Reproduce exactly the lines from the one that holds "Note: for this drill, mark the stone column" through the last line of the entries, both ends included, but not the pictures.
>> START
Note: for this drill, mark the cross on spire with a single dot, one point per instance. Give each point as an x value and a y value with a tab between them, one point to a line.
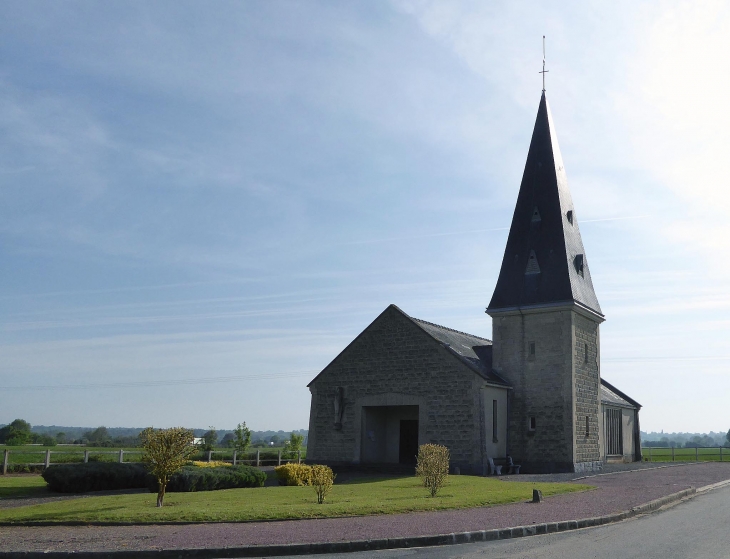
544	71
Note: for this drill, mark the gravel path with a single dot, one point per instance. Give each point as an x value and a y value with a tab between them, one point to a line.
615	492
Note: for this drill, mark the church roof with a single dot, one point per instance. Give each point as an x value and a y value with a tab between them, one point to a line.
544	262
474	351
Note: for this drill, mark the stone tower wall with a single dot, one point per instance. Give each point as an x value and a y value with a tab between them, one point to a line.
393	362
587	390
543	386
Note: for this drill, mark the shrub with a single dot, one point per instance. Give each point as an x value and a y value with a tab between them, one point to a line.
165	452
432	466
293	474
94	476
322	480
211	464
193	478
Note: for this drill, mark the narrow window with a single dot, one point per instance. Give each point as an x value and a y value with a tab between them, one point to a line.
494	421
578	263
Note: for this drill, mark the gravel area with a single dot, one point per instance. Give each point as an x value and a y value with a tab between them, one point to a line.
615	492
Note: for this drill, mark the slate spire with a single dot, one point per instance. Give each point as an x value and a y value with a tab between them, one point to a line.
544	262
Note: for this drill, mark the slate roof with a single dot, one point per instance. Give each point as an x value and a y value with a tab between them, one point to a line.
474	351
544	261
612	396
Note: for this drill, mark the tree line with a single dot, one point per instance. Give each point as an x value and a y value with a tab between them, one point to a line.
685	440
20	432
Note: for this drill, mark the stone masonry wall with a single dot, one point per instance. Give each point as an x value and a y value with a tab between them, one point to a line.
587	390
394	356
542	386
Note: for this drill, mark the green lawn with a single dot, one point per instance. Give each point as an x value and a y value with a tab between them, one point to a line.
32	454
387	496
12	487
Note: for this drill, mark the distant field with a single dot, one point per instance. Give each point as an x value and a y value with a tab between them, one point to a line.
21	456
662	454
359	497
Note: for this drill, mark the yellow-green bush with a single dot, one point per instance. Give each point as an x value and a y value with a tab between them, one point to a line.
433	466
322	479
211	464
293	474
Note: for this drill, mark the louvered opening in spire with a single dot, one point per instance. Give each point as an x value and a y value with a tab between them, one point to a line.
544	261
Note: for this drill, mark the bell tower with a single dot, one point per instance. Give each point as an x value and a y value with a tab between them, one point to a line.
545	320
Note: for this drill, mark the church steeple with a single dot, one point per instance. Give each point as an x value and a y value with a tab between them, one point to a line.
544	263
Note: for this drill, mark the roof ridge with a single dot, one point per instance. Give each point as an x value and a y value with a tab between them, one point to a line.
450	329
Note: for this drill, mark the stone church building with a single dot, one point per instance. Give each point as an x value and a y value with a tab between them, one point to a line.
534	392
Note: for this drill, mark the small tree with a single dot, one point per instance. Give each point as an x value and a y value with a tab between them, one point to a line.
322	479
165	452
241	438
432	466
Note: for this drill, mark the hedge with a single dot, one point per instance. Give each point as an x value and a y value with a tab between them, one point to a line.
94	476
193	478
293	474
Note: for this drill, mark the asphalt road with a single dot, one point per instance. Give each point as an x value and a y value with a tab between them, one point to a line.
698	528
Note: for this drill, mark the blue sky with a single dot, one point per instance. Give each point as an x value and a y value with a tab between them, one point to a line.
202	204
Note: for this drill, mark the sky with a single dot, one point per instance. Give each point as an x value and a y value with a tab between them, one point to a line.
202	204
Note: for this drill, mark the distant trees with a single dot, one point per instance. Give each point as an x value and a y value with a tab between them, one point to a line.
241	437
165	452
98	437
699	441
210	439
293	445
16	434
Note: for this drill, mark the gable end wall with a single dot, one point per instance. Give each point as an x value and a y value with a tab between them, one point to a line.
394	362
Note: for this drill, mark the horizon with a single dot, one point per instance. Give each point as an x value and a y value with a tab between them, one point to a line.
200	209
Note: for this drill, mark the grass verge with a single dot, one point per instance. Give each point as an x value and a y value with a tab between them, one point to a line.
386	496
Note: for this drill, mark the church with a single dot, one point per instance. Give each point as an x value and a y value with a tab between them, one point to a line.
533	392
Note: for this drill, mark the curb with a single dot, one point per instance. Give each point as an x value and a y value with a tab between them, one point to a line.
371	545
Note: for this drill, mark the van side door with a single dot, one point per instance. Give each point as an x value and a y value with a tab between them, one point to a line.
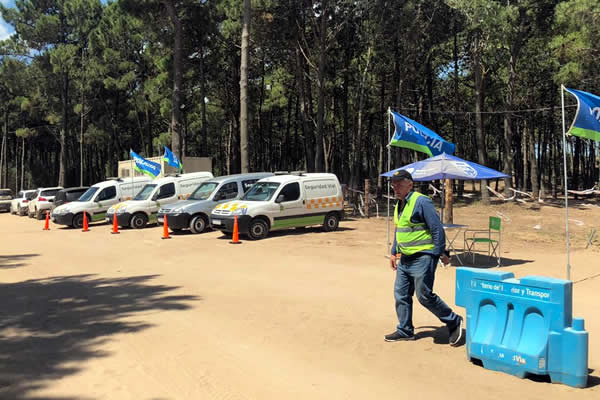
291	207
105	199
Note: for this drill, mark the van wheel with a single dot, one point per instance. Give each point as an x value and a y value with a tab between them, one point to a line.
138	221
78	221
258	229
198	224
331	222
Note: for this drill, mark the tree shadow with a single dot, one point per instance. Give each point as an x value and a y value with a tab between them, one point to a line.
291	232
12	261
439	334
51	326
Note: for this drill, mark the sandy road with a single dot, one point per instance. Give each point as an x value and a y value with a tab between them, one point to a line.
295	316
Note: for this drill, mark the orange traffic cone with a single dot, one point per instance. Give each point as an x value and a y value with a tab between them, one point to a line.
166	229
115	225
235	238
85	227
47	224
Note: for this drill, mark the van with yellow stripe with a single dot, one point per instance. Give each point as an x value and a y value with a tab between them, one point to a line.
281	202
143	208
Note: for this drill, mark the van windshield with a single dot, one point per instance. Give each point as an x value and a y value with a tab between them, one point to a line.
145	193
203	191
87	196
261	191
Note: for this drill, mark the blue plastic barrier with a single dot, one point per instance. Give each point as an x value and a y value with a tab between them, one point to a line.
523	326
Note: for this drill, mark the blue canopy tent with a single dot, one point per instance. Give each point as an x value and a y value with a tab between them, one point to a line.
445	166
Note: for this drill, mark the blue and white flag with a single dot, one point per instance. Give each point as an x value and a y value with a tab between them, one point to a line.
412	135
172	159
587	119
144	166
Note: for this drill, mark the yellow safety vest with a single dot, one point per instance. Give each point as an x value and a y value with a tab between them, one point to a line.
411	238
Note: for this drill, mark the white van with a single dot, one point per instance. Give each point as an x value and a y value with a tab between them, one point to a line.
144	207
281	202
97	199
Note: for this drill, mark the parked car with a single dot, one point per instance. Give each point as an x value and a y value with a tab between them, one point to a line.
5	199
97	200
283	201
22	204
68	195
142	210
42	202
14	204
193	213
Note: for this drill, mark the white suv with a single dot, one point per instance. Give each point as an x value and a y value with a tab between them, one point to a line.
19	204
42	202
5	199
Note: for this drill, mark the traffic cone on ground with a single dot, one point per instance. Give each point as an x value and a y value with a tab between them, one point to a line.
47	224
115	225
235	239
85	227
166	229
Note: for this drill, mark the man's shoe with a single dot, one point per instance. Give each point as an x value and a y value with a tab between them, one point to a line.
456	333
398	337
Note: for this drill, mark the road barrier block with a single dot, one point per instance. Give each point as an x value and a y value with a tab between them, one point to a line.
523	326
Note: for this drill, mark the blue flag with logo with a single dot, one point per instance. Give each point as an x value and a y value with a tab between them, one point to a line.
144	166
587	119
412	135
172	159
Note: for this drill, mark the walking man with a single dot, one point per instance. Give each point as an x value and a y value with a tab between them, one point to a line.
419	243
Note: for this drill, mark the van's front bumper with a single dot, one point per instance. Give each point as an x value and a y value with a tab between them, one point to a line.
63	219
122	219
175	221
225	224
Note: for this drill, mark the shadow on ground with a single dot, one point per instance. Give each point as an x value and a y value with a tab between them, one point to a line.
15	260
49	327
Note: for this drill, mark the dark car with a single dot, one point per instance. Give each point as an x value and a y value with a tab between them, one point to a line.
68	195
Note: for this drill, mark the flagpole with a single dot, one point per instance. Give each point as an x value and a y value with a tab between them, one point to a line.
562	98
389	169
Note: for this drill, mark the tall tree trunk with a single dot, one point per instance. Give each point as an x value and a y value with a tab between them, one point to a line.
2	157
244	89
176	134
64	130
23	164
535	188
204	131
321	79
481	148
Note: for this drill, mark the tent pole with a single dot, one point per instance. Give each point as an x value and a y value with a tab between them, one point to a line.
389	169
562	99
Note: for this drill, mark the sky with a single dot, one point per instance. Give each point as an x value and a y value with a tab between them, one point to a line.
5	29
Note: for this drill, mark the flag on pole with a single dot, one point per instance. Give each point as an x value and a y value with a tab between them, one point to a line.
412	135
587	118
172	159
144	166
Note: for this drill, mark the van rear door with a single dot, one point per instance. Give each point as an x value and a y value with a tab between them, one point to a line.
290	200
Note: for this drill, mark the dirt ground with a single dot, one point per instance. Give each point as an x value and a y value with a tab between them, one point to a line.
299	315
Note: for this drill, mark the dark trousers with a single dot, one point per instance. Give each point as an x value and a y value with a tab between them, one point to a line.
416	274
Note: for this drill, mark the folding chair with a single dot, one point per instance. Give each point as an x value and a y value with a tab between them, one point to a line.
492	236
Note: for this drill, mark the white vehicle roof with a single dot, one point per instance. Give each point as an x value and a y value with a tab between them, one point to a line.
176	178
293	177
120	181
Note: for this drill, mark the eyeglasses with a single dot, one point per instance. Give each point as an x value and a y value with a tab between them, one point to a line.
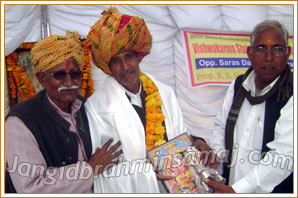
60	75
276	50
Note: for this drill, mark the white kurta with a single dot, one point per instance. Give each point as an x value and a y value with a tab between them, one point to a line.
111	115
249	173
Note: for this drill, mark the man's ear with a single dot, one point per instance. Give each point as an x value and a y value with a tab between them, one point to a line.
41	78
288	51
248	52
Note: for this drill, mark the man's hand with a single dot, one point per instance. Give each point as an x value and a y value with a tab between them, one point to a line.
163	178
104	157
218	187
207	155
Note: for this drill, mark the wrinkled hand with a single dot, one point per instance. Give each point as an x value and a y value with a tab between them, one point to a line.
207	155
218	187
163	177
104	157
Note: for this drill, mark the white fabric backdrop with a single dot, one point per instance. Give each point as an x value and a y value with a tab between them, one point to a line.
166	61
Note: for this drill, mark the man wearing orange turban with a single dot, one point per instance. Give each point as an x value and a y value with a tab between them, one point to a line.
132	106
47	138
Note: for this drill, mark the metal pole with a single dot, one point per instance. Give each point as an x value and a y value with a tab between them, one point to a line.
45	29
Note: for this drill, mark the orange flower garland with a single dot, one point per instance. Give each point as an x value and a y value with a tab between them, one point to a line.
154	117
87	82
18	79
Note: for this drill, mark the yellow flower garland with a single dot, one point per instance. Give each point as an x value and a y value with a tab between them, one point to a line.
154	117
87	82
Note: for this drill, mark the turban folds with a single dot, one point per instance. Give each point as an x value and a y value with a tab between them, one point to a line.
115	32
55	49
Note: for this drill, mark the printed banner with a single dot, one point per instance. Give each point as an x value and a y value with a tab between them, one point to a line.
217	58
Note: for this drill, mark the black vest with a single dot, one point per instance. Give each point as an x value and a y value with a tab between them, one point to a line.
58	145
272	114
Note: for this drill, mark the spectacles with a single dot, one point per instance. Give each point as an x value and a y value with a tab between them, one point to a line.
60	75
276	50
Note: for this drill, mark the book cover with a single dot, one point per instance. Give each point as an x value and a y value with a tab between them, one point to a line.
169	159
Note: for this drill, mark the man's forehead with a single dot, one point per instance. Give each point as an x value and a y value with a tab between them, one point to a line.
270	36
65	65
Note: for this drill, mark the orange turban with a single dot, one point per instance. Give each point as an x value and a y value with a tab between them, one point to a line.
115	32
55	49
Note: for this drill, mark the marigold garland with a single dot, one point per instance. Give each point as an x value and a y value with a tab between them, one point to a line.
18	79
154	117
87	81
20	83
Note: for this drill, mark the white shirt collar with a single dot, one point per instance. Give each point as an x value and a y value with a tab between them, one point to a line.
249	84
135	98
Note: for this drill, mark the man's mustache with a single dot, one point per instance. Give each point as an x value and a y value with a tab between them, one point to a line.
126	72
65	88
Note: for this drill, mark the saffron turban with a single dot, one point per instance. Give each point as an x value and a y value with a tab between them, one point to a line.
115	32
55	49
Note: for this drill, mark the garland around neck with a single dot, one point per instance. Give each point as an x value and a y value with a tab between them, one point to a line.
154	117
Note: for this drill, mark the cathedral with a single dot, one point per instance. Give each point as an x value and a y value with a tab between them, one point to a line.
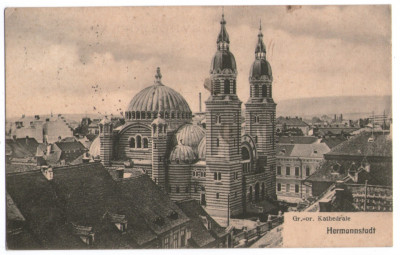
221	167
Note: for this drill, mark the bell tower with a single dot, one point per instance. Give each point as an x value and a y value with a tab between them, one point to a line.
261	112
223	109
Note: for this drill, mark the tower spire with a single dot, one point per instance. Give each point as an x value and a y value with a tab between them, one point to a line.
260	47
223	37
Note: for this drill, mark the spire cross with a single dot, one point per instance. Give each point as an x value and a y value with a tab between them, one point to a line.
158	75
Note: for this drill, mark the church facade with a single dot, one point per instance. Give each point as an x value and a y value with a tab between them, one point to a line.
219	166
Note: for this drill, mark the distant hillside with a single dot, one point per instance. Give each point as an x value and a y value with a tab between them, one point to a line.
352	107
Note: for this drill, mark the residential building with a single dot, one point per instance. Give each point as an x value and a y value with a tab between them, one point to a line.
295	163
363	167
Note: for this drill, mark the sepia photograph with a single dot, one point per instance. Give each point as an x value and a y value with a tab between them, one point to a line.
179	127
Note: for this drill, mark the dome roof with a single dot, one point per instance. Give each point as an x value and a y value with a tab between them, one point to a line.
261	67
202	149
183	153
223	60
158	97
190	135
94	149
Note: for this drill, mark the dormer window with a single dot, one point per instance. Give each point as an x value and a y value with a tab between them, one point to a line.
120	221
173	215
85	233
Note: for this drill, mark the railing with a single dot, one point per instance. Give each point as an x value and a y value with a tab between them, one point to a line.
242	239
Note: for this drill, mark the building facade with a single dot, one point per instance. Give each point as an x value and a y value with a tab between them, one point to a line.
295	163
219	166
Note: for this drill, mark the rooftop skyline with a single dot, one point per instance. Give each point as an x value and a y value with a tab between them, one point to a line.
77	60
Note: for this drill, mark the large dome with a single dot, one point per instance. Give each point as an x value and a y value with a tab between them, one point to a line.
190	135
260	68
158	97
223	60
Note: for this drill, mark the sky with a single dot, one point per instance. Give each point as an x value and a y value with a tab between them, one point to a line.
94	60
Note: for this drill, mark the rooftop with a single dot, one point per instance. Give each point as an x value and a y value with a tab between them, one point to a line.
84	195
365	144
296	140
201	236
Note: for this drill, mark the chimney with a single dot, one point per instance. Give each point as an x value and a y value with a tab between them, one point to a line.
199	101
85	158
120	173
48	173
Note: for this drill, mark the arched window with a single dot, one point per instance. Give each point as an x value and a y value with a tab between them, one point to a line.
227	87
216	89
218	119
264	90
250	193
138	141
131	142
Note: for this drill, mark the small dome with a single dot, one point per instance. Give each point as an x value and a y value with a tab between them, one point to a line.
158	121
260	67
223	60
182	153
202	149
190	135
94	149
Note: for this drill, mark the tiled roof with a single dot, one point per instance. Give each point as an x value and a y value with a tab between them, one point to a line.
315	150
291	122
20	168
284	150
200	234
333	141
333	170
70	146
152	203
335	131
365	144
84	195
36	199
296	139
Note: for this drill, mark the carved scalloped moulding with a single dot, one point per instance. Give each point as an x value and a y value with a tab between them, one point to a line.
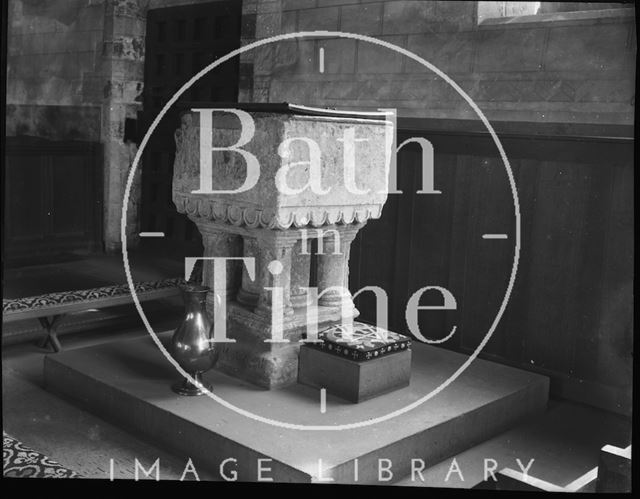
254	217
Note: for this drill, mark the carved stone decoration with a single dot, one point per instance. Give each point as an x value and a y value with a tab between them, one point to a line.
273	226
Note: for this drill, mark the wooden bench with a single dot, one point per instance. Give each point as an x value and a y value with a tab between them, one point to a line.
613	474
50	309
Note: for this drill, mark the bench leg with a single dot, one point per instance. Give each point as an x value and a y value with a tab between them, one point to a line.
50	325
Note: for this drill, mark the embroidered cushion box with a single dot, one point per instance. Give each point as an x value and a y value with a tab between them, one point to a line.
360	342
356	363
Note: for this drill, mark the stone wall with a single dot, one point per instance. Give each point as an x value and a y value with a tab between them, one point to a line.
554	68
54	51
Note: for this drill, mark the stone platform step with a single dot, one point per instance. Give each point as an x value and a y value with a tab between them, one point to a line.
129	382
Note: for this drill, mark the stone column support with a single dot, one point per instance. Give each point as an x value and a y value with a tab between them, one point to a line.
300	272
333	268
250	290
219	243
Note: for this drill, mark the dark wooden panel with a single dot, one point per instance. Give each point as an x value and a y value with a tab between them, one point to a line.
25	216
570	313
181	41
70	181
53	198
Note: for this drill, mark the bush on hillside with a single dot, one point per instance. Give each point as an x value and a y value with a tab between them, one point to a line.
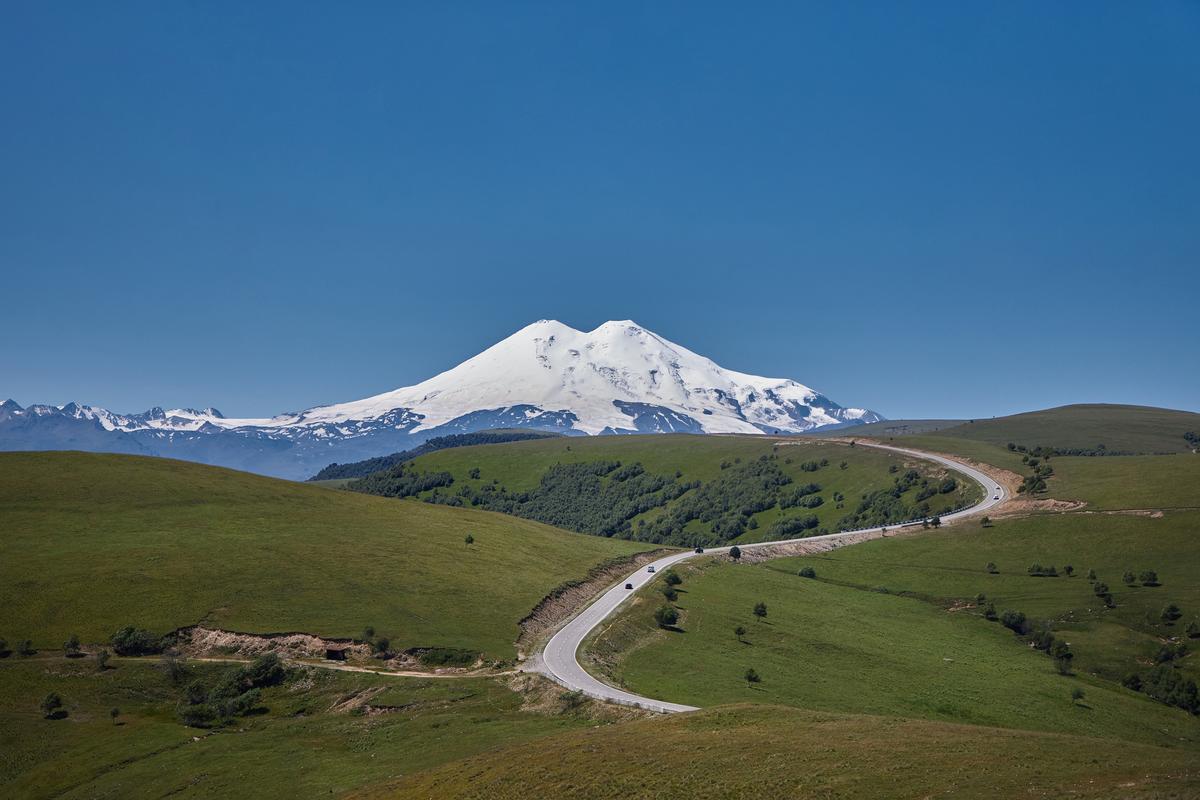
136	642
1014	621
>> END
*Answer to the exercise*.
Note: for this drill, mark the stone column support with a single dot, one point per instance. Give each point as an x value and a y value with a tab between them, one point to a line.
300	272
333	268
250	290
219	243
Note: for this drill, mark the dark wooden panel with a single dot, one point per instance. Give each point as an x value and a y value with a tab between them, one point to a line.
25	216
570	313
181	41
70	181
53	198
Note: for this drill, mark the bush on hillside with a single dot, one point per instance. Give each point as an x value and a y value with a tab between them, one point to a line.
136	642
1014	621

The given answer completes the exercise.